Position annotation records
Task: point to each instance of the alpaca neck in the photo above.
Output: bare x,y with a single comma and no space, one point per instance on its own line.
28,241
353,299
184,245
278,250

(WHAT TO DO) Convert every line of the entries above into a JSON list of strings, with one string per line and any blank lines omitted.

(EXERCISE RESPONSE)
[
  "Task: point to each instance of the alpaca neck in the photo above.",
  "Output: bare x,y with a single comma and no space, one point per instance on its own line.",
  "28,241",
  "353,299",
  "184,245",
  "278,250"
]